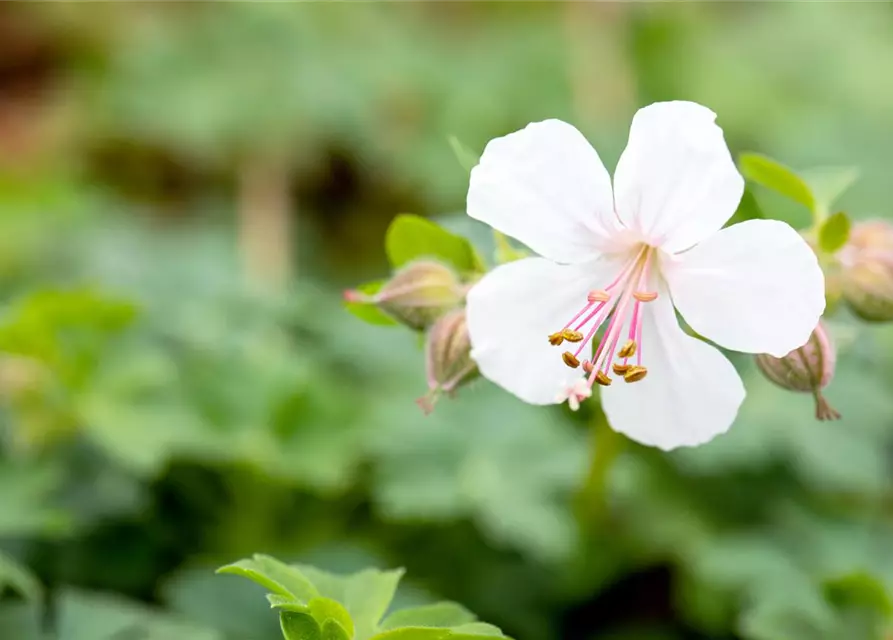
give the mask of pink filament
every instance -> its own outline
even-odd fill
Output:
[[[629,307],[629,303],[631,301],[631,298],[633,298],[634,293],[645,290],[645,287],[648,284],[651,260],[651,249],[648,247],[643,247],[642,250],[636,254],[635,258],[630,260],[620,271],[620,274],[614,279],[614,281],[605,288],[605,291],[610,293],[618,285],[622,285],[623,291],[620,294],[619,300],[617,300],[616,303],[612,303],[612,300],[599,302],[597,305],[595,305],[594,308],[594,303],[588,302],[573,318],[571,318],[571,320],[564,327],[565,329],[567,329],[584,315],[585,317],[580,320],[580,322],[577,323],[577,325],[574,327],[574,331],[580,331],[583,327],[589,325],[590,322],[592,323],[590,328],[586,332],[583,340],[581,341],[580,346],[574,353],[574,357],[579,358],[583,350],[591,344],[593,337],[595,336],[599,328],[601,328],[601,325],[604,324],[604,322],[610,317],[608,326],[605,329],[605,333],[599,341],[599,344],[595,350],[595,354],[592,358],[593,368],[592,373],[589,375],[588,379],[590,387],[595,382],[595,377],[598,373],[604,373],[605,375],[607,375],[610,371],[611,363],[614,360],[614,353],[617,350],[617,345],[620,342],[620,336],[623,333],[623,324],[624,318],[626,317],[626,311]],[[640,366],[642,363],[643,324],[641,306],[642,301],[636,299],[633,303],[632,317],[630,319],[628,333],[628,339],[634,340],[636,343],[636,362]],[[628,360],[629,358],[624,358],[624,364],[626,364]]]

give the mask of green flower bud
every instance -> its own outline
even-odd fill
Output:
[[[893,320],[893,227],[856,225],[839,254],[841,289],[853,313],[868,322]]]
[[[443,393],[453,394],[479,375],[477,364],[471,359],[465,309],[448,313],[431,327],[425,343],[425,373],[428,393],[416,401],[425,413],[434,410]]]
[[[828,404],[822,389],[834,377],[837,353],[822,323],[815,328],[809,340],[783,358],[768,354],[756,357],[760,371],[783,389],[811,393],[815,397],[816,418],[837,420],[840,414]]]
[[[375,304],[411,329],[422,331],[465,297],[456,273],[439,262],[413,262],[399,271],[372,295],[348,291],[345,298]]]

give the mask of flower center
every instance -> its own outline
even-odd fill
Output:
[[[549,342],[555,346],[565,341],[578,344],[575,351],[565,351],[561,357],[569,367],[583,367],[590,388],[596,382],[602,386],[610,385],[613,382],[611,372],[622,376],[625,382],[638,382],[648,374],[648,369],[642,365],[641,306],[657,298],[656,292],[648,291],[656,253],[654,247],[642,245],[611,284],[590,291],[583,308],[564,328],[549,335]],[[593,353],[593,338],[605,323],[607,326]],[[626,325],[629,328],[621,344]],[[581,360],[586,349],[592,358]],[[634,364],[631,362],[633,358]]]

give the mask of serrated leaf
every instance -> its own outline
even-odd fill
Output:
[[[378,290],[384,286],[385,282],[386,280],[374,280],[372,282],[366,282],[365,284],[361,284],[356,287],[356,291],[363,295],[371,296],[377,293]],[[394,318],[379,309],[378,306],[373,302],[345,300],[344,308],[363,322],[368,322],[369,324],[381,325],[386,327],[399,324]]]
[[[295,613],[310,613],[310,607],[295,600],[292,596],[283,596],[278,593],[268,593],[267,602],[271,609],[280,611],[294,611]]]
[[[800,175],[812,190],[816,205],[828,211],[859,179],[859,170],[855,167],[818,167],[801,171]]]
[[[462,144],[456,136],[450,136],[449,141],[453,153],[456,154],[456,160],[459,161],[463,169],[470,173],[477,163],[480,162],[480,156]]]
[[[329,618],[322,623],[322,640],[350,640],[351,637],[337,620]]]
[[[467,638],[504,638],[502,629],[486,622],[470,622],[450,629],[448,638],[466,640]]]
[[[757,153],[742,153],[738,156],[738,167],[741,174],[751,182],[799,202],[810,211],[815,211],[816,200],[812,189],[790,167]]]
[[[402,569],[380,571],[364,569],[340,576],[315,567],[299,565],[301,571],[319,589],[322,596],[344,605],[353,620],[358,640],[368,638],[378,628],[403,577]]]
[[[461,273],[482,270],[471,243],[430,220],[401,213],[388,227],[385,251],[395,269],[417,258],[440,258]]]
[[[381,624],[382,629],[397,627],[455,627],[474,622],[475,615],[455,602],[412,607],[395,611]]]
[[[291,596],[299,602],[309,602],[319,595],[300,569],[261,554],[220,567],[217,573],[248,578],[278,595]]]
[[[9,587],[26,600],[40,599],[43,589],[27,568],[0,551],[0,593]]]
[[[285,640],[322,640],[322,629],[309,613],[283,611],[279,614],[279,626]]]
[[[384,631],[371,638],[371,640],[441,640],[449,638],[448,629],[437,627],[401,627]]]
[[[825,253],[836,253],[850,238],[850,217],[843,211],[829,216],[819,228],[819,248]]]
[[[342,631],[345,631],[348,638],[354,635],[353,620],[340,602],[331,598],[313,598],[309,604],[310,613],[316,618],[316,621],[322,625],[323,636],[326,635],[326,622],[337,622]]]

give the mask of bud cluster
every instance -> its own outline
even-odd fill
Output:
[[[415,331],[427,331],[425,371],[428,393],[419,406],[430,413],[443,394],[477,376],[471,359],[471,340],[465,322],[468,283],[450,267],[434,260],[419,260],[398,270],[374,294],[347,291],[345,299],[374,304]]]

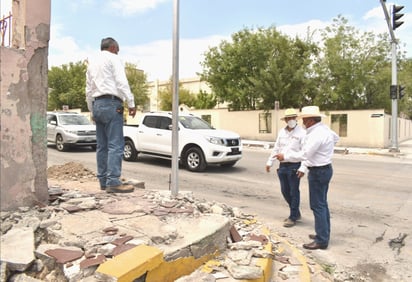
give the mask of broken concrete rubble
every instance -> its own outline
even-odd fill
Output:
[[[231,242],[230,227],[241,233],[259,232],[261,227],[255,224],[251,228],[242,222],[254,222],[253,216],[236,211],[236,218],[230,207],[197,200],[190,192],[170,199],[168,191],[138,190],[129,195],[113,195],[65,189],[58,192],[56,186],[52,189],[55,197],[49,206],[1,213],[1,261],[7,269],[7,279],[82,281],[95,276],[97,267],[105,261],[142,244],[161,249],[166,261],[186,256],[200,258],[216,250],[224,253],[228,240]],[[210,220],[202,222],[202,218]],[[196,238],[202,230],[217,228],[213,223],[223,226],[224,232],[216,232],[207,240]],[[23,234],[26,242],[17,234]],[[188,241],[191,245],[187,245]],[[20,251],[22,242],[27,247]],[[262,243],[238,243],[244,244],[238,247],[239,252],[246,252],[244,255],[252,263],[252,249],[261,249]],[[11,246],[19,252],[9,252]],[[229,267],[224,264],[224,257],[221,259],[220,271],[226,275],[248,279],[262,273],[255,265],[245,268],[249,266],[245,261],[237,264],[234,259]]]

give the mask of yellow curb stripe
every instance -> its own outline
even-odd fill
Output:
[[[174,261],[164,261],[157,268],[147,273],[146,282],[173,282],[176,279],[191,274],[202,264],[217,256],[217,253],[194,257],[178,258]]]
[[[295,248],[293,245],[291,245],[287,240],[283,239],[279,235],[272,233],[272,236],[276,237],[277,241],[282,242],[285,244],[293,253],[294,257],[300,262],[301,268],[299,271],[299,281],[301,282],[310,282],[311,281],[311,274],[310,270],[308,267],[308,262],[305,258],[305,256],[302,255],[302,253],[299,251],[299,249]]]
[[[270,238],[270,231],[268,228],[264,227],[262,229],[262,233],[265,234],[268,239]],[[264,250],[272,253],[272,243],[269,242],[265,245]],[[256,262],[257,266],[260,266],[263,270],[263,275],[260,278],[257,279],[247,279],[247,280],[240,280],[241,282],[269,282],[270,279],[272,278],[272,258],[259,258]]]
[[[129,282],[158,267],[163,262],[163,251],[139,245],[102,263],[96,273],[117,282]]]

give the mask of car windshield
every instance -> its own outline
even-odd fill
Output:
[[[180,123],[189,129],[214,129],[210,124],[198,117],[180,116]]]
[[[82,115],[60,115],[61,125],[87,125],[90,121]]]

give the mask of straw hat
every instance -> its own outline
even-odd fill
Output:
[[[303,107],[302,111],[299,114],[299,118],[308,118],[308,117],[326,117],[326,116],[320,113],[318,106]]]
[[[285,118],[289,118],[289,117],[297,117],[298,113],[296,112],[295,109],[286,109],[285,110],[285,116],[283,118],[281,118],[281,120],[285,120]]]

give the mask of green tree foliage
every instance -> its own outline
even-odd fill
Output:
[[[48,73],[49,99],[47,109],[61,110],[63,105],[70,109],[87,111],[85,99],[86,65],[83,62],[52,67]]]
[[[63,105],[68,105],[69,109],[80,108],[82,111],[88,111],[86,70],[87,66],[83,62],[69,63],[50,69],[48,110],[61,110]],[[130,63],[126,63],[125,71],[135,103],[143,108],[149,102],[146,75],[138,70],[136,65]]]
[[[271,109],[276,100],[298,107],[313,88],[308,74],[314,54],[314,44],[292,40],[275,27],[245,28],[232,35],[232,42],[206,52],[201,78],[217,101],[233,110]]]
[[[405,87],[405,96],[399,100],[399,112],[412,119],[412,58],[399,64],[398,85]]]
[[[308,31],[308,34],[311,34]],[[244,29],[210,48],[202,62],[218,103],[233,110],[316,104],[322,110],[384,108],[391,112],[388,34],[360,32],[338,16],[320,31],[321,42],[291,39],[274,27]],[[399,52],[400,111],[411,116],[411,60]]]
[[[313,104],[324,110],[390,109],[389,40],[359,32],[339,16],[322,32],[315,64],[319,94]]]
[[[166,88],[159,90],[160,109],[171,111],[173,109],[173,81],[170,79]],[[196,97],[189,90],[179,84],[179,105],[185,104],[188,107],[195,106]]]
[[[150,101],[146,74],[142,70],[139,70],[137,65],[131,63],[126,63],[125,69],[136,106],[141,109],[148,108]]]
[[[208,94],[200,90],[196,95],[195,108],[196,109],[213,109],[216,106],[216,97],[213,94]]]

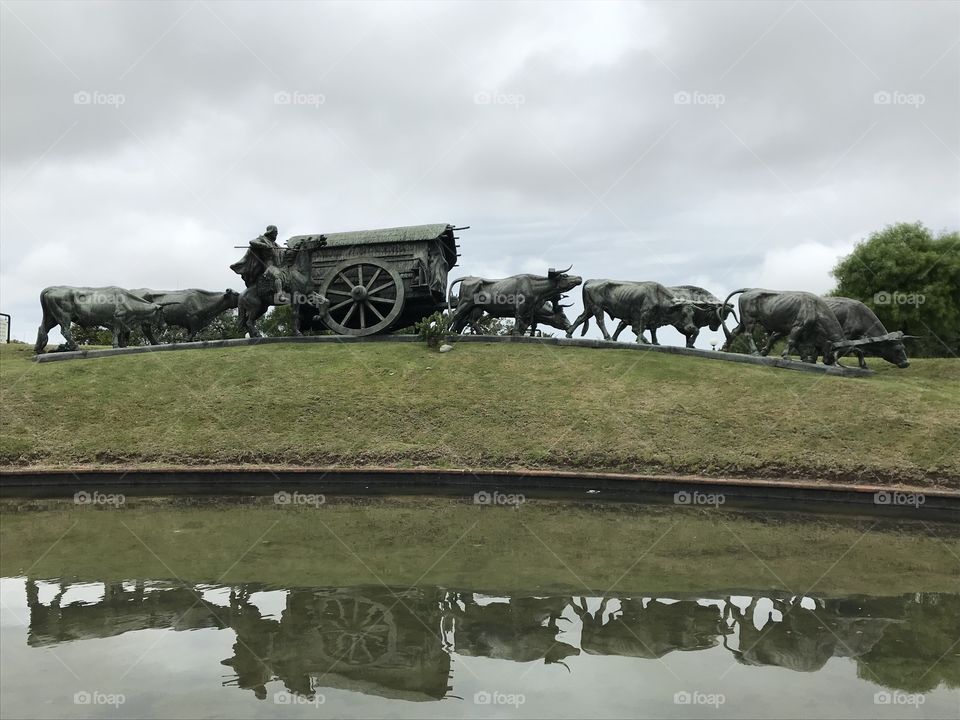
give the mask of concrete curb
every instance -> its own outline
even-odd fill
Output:
[[[725,362],[746,363],[765,367],[800,370],[821,375],[837,375],[840,377],[868,377],[873,370],[864,370],[858,367],[837,367],[835,365],[821,365],[819,363],[805,363],[797,360],[785,360],[780,357],[758,357],[755,355],[741,355],[725,353],[715,350],[698,350],[696,348],[674,347],[671,345],[644,345],[640,343],[622,343],[610,340],[592,340],[576,338],[532,338],[516,335],[448,335],[451,343],[515,343],[521,345],[547,345],[554,347],[595,348],[605,350],[630,350],[633,352],[655,352],[670,355],[686,355],[705,360],[722,360]],[[169,345],[139,345],[137,347],[111,348],[108,350],[76,350],[73,352],[51,352],[34,355],[36,362],[58,362],[61,360],[83,360],[106,358],[115,355],[140,355],[143,353],[171,352],[174,350],[206,350],[209,348],[248,347],[252,345],[276,344],[356,344],[382,342],[420,342],[415,335],[370,335],[367,337],[352,337],[344,335],[310,335],[303,337],[271,337],[271,338],[237,338],[232,340],[205,340],[193,343],[171,343]]]
[[[81,469],[0,472],[2,498],[69,498],[81,490],[131,496],[270,495],[280,490],[341,495],[467,497],[479,491],[589,502],[639,502],[710,510],[702,496],[722,496],[731,508],[835,512],[896,520],[960,523],[960,491],[825,485],[810,480],[629,475],[562,470],[434,470],[426,468]],[[684,495],[685,494],[685,495]],[[908,502],[922,497],[922,500]],[[688,499],[689,502],[684,502]]]

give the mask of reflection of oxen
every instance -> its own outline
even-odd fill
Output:
[[[460,607],[460,604],[463,607]],[[580,650],[557,640],[565,598],[511,598],[480,605],[471,593],[449,605],[456,619],[454,647],[460,655],[514,662],[562,663]]]
[[[150,290],[149,288],[138,288],[131,290],[137,297],[142,297],[147,302],[157,303],[163,306],[163,317],[167,325],[176,325],[186,329],[187,341],[192,341],[194,336],[209,325],[213,319],[224,310],[230,310],[237,307],[237,299],[240,295],[236,290],[224,290],[216,292],[213,290]],[[150,325],[143,326],[143,334],[151,345],[156,345],[157,340],[153,335]]]
[[[632,326],[638,343],[646,343],[644,330],[655,331],[663,325],[673,325],[688,337],[700,332],[696,324],[697,310],[717,312],[717,306],[675,297],[668,288],[658,282],[627,282],[621,280],[587,280],[583,285],[583,312],[567,330],[567,337],[583,325],[581,335],[590,327],[590,318],[597,321],[604,340],[610,333],[603,322],[603,314],[620,319],[617,334],[628,325]],[[653,336],[656,340],[656,335]],[[614,338],[616,339],[616,338]]]
[[[873,310],[851,298],[825,297],[823,301],[833,310],[847,340],[874,339],[873,342],[851,347],[860,367],[867,366],[863,359],[865,355],[881,357],[899,368],[910,367],[907,351],[903,347],[903,333],[888,333]]]
[[[685,326],[683,318],[678,318],[681,322],[673,325],[674,329],[686,338],[688,348],[692,348],[697,342],[697,336],[700,335],[700,328],[709,327],[713,332],[716,332],[720,329],[720,323],[733,312],[733,305],[730,303],[722,303],[720,299],[711,292],[696,285],[671,285],[667,287],[667,291],[675,298],[689,300],[694,303],[693,324],[696,326],[696,329],[691,330],[689,326]],[[626,329],[627,325],[629,325],[629,323],[626,320],[620,321],[616,332],[613,333],[614,340],[620,337],[620,333]],[[647,328],[650,331],[650,342],[654,345],[660,344],[657,342],[657,327],[658,326],[654,324]]]
[[[61,584],[53,600],[44,605],[40,602],[36,581],[27,580],[29,645],[113,637],[151,628],[224,627],[219,613],[203,602],[199,591],[188,586],[147,588],[143,582],[137,582],[132,589],[127,589],[123,583],[109,582],[104,584],[102,600],[63,605],[61,601],[69,589],[69,585]]]
[[[569,270],[569,268],[567,268]],[[583,282],[579,275],[566,270],[551,270],[542,275],[512,275],[500,279],[462,277],[450,283],[450,293],[458,283],[460,292],[456,308],[451,312],[450,329],[459,334],[476,314],[476,309],[494,317],[513,318],[514,332],[523,335],[536,327],[537,314],[543,304],[559,298]]]
[[[729,350],[733,341],[746,333],[750,352],[766,355],[777,340],[786,337],[783,357],[798,353],[804,362],[816,362],[818,356],[823,356],[826,365],[836,362],[834,346],[846,338],[833,310],[823,298],[800,290],[781,292],[741,288],[730,293],[724,305],[738,293],[740,324],[732,332],[723,325],[727,337],[724,350]],[[757,350],[753,339],[753,331],[758,327],[767,332],[767,344],[762,351]]]
[[[737,662],[744,665],[773,665],[815,672],[832,657],[856,658],[868,652],[882,637],[888,618],[864,617],[860,603],[848,606],[835,602],[815,601],[810,609],[800,598],[773,600],[773,610],[781,614],[775,621],[771,611],[761,628],[754,625],[757,598],[751,598],[745,610],[727,602],[726,614],[739,628],[739,647],[726,647]]]
[[[720,608],[700,605],[692,600],[662,603],[652,600],[644,607],[640,599],[620,600],[619,613],[611,612],[604,621],[608,598],[596,612],[587,609],[580,598],[570,604],[583,622],[580,647],[590,655],[623,655],[637,658],[661,658],[674,650],[704,650],[717,644],[728,631]]]
[[[150,323],[165,327],[163,308],[119,287],[48,287],[40,293],[43,319],[37,332],[34,352],[43,352],[48,333],[57,325],[67,350],[76,350],[70,323],[83,328],[105,327],[113,332],[113,346],[124,347],[127,334],[135,327]]]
________________________
* WHAT IS REQUIRED *
Copy down each line in the entries that has the word "mask".

* PROBLEM SOLUTION *
give the mask of pink filament
give the mask of green flower bud
give the mask of flower center
give the mask of serrated leaf
give the mask of bud cluster
give the mask of broken concrete rubble
give the mask of yellow curb stripe
give the mask of car windshield
give the mask of straw hat
give the mask of green tree foliage
give the mask of concrete curb
give the mask of reflection of oxen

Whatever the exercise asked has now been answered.